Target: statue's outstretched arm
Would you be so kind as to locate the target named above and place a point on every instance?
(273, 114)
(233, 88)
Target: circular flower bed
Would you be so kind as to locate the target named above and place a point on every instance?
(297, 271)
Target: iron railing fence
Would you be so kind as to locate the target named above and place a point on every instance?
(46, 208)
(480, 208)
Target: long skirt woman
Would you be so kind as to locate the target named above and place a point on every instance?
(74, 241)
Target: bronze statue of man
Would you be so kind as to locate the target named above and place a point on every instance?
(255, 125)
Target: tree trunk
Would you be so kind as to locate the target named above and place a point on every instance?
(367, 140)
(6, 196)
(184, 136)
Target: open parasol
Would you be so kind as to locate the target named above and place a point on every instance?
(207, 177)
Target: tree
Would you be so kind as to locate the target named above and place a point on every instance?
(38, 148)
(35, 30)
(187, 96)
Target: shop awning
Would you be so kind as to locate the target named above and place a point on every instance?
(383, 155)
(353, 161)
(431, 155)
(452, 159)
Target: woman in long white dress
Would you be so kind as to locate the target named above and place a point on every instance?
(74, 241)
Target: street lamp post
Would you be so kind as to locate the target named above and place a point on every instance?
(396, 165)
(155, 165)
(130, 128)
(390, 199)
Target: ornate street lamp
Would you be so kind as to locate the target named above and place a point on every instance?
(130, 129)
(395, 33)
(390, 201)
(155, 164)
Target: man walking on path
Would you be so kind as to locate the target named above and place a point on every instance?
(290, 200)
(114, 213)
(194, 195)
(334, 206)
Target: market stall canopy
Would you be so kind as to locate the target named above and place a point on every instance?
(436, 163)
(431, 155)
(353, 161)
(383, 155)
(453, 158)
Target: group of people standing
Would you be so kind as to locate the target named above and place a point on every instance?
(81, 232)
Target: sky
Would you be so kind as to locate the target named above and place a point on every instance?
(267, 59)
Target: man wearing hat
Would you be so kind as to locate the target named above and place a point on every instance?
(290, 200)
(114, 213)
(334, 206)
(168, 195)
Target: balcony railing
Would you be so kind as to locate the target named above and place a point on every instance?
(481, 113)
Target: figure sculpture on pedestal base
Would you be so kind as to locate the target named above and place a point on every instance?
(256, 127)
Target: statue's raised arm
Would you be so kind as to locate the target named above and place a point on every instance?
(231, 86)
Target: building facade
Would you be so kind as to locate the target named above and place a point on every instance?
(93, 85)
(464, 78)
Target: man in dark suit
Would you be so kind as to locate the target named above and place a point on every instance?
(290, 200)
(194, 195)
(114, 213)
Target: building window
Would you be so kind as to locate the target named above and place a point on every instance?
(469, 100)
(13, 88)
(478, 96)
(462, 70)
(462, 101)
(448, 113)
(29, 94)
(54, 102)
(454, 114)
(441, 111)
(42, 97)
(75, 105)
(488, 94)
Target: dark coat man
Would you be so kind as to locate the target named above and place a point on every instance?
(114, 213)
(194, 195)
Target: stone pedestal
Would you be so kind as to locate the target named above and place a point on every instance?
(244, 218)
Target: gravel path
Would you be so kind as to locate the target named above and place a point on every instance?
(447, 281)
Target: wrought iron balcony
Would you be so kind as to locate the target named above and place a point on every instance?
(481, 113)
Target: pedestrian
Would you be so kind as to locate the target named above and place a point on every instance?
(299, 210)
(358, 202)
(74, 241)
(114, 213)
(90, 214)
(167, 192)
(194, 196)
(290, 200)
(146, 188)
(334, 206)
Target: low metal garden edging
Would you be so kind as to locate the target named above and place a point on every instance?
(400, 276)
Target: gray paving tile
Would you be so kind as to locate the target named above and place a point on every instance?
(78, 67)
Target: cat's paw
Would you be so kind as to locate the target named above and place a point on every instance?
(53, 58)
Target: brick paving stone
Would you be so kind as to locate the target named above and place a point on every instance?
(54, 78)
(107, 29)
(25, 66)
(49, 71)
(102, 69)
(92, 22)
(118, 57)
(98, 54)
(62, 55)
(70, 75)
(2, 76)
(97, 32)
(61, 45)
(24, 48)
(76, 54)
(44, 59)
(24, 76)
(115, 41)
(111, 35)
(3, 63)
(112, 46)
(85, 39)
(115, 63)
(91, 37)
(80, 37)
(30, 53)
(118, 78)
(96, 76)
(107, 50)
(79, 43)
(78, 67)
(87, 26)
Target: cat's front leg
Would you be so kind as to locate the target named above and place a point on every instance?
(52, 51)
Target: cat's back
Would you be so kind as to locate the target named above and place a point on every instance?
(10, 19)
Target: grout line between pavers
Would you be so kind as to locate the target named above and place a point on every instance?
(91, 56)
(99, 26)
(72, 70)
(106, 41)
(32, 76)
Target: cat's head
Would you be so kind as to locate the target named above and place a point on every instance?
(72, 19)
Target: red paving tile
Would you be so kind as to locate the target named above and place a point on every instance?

**EXERCISE PROMPT:**
Copy out the lines starting at the one containing "Target: cat's front leg" and ending with the last line of the entries. Include nothing else.

**TASK ANSWER:**
Target: cat's front leg
Would you be so kind as to locate the target named above and place a point on every instance?
(52, 51)
Target: cat's back
Would you be so kind as to locate the target named above and place a point on every instance?
(10, 19)
Target: grout line between pavers
Would you be so kind as to locate the target named above and place a point on every instance?
(91, 56)
(99, 26)
(72, 70)
(106, 41)
(32, 76)
Target: cat's head
Would you be so kind as to locate the target named above and place a point on every instance?
(72, 19)
Target: red paving tile
Would you be so kind as to locate the target named above and place a point on every instance?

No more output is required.